▸ Problem description: Reproduce exactly the lines below, starting with the line that contains "Shot-chart audit: point to every instance of the boot heel" and ending with the last line of the records, both included, and nothing else.

▸ Input:
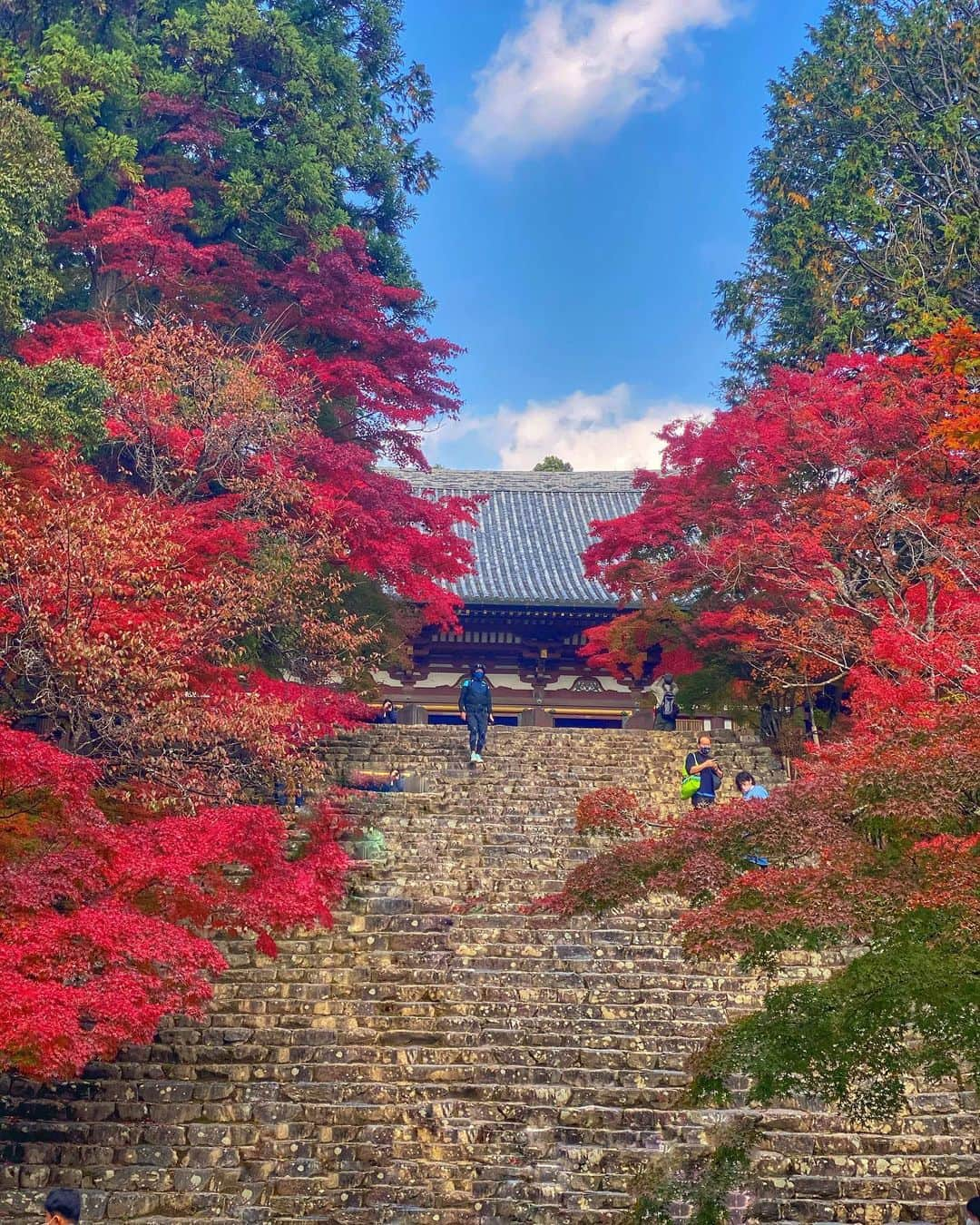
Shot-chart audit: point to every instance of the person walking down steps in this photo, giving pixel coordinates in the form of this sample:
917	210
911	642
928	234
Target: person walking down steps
476	707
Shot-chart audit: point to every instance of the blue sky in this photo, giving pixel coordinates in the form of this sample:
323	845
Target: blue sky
593	189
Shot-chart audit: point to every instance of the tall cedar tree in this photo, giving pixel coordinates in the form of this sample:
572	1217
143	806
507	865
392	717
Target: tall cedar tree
199	554
867	191
283	120
825	529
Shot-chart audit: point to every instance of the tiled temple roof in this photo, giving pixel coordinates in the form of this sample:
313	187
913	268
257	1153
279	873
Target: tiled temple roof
532	531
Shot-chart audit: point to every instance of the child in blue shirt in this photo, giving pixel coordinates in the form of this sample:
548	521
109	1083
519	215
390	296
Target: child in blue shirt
749	787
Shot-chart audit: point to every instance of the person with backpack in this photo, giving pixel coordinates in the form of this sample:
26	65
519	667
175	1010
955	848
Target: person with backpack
668	708
701	765
476	708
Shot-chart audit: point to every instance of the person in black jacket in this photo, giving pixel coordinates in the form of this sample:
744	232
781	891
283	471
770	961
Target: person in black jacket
476	707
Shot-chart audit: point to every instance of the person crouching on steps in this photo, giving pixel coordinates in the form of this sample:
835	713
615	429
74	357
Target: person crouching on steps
476	707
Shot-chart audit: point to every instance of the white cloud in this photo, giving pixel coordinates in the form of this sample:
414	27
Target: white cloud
591	433
580	65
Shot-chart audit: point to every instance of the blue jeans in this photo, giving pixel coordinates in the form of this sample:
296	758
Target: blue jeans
476	721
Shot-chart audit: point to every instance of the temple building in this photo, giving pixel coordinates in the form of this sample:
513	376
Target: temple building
527	604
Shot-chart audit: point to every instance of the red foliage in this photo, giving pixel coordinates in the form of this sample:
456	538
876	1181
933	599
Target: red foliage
826	529
609	810
107	904
182	608
120	625
825	512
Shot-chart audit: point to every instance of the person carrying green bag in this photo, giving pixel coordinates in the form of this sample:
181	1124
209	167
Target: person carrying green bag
701	766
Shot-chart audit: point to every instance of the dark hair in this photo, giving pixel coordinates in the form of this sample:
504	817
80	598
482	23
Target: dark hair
64	1202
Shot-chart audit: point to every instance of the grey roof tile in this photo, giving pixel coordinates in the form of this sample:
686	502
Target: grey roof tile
532	531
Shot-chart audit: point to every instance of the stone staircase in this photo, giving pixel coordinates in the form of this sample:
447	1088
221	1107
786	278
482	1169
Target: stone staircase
441	1057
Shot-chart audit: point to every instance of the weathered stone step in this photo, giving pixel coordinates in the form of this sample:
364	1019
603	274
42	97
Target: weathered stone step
443	1057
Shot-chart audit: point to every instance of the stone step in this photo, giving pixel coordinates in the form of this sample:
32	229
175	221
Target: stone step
443	1056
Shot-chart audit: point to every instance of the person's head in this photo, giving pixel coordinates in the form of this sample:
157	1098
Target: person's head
63	1207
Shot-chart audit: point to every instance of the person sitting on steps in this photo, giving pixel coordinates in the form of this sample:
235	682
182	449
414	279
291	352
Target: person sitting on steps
702	763
749	787
476	708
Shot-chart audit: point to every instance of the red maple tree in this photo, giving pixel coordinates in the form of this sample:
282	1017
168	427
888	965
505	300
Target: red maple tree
826	529
111	899
189	608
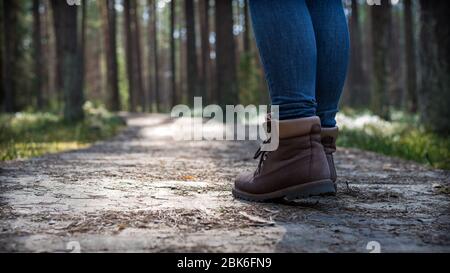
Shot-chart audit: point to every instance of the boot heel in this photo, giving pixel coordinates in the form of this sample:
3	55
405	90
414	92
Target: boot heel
317	188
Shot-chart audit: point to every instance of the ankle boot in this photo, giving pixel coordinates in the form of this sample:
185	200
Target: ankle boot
298	168
328	138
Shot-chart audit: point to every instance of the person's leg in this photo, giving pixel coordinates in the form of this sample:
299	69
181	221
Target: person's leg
332	41
287	46
286	41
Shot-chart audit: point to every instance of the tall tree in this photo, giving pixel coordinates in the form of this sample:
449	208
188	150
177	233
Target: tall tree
225	53
173	68
410	58
356	75
37	56
70	55
434	94
138	54
132	48
380	22
192	66
204	7
110	44
247	28
395	57
2	92
10	53
153	56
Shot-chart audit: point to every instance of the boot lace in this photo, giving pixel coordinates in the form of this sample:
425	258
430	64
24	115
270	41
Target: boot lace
262	155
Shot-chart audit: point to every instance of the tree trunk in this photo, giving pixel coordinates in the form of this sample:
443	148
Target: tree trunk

▸ Written response:
Shot-chart audit: point to every instance of the boot heel in this photo, giving pixel coordinates in the form of this sample:
3	55
405	90
414	92
Target: boot heel
317	188
Shot-chart audit: point to every instance of the ankle boot in this photo, giving pixel coordinates in the form of this sample:
185	200
Target: ankle boot
298	168
328	138
Shot-chart audit: point to every instance of the person's leg in this photo, giving pixel coordinates in the form of this sample:
299	69
181	221
Target: person's leg
332	41
287	46
286	41
Shot-chart audit: point to every instance of the tall tree in this photo, giving pixel coordinates in the form of this sample:
449	208
188	150
177	233
Target: tall tree
225	53
173	68
410	58
356	75
37	56
70	55
434	94
138	54
132	48
380	22
192	66
204	7
110	44
247	28
395	57
2	92
10	53
153	56
Shot-chart audit: point to every instance of the boot lace in this photo, giving pixel coordinates in the form of this sample:
425	258
430	64
24	115
270	41
Target: boot lace
262	155
Shot-chart audit: point to every instance of the tree trunk in this photo, giving pixel coordinates in the form of this sample:
443	148
Target: tree trunk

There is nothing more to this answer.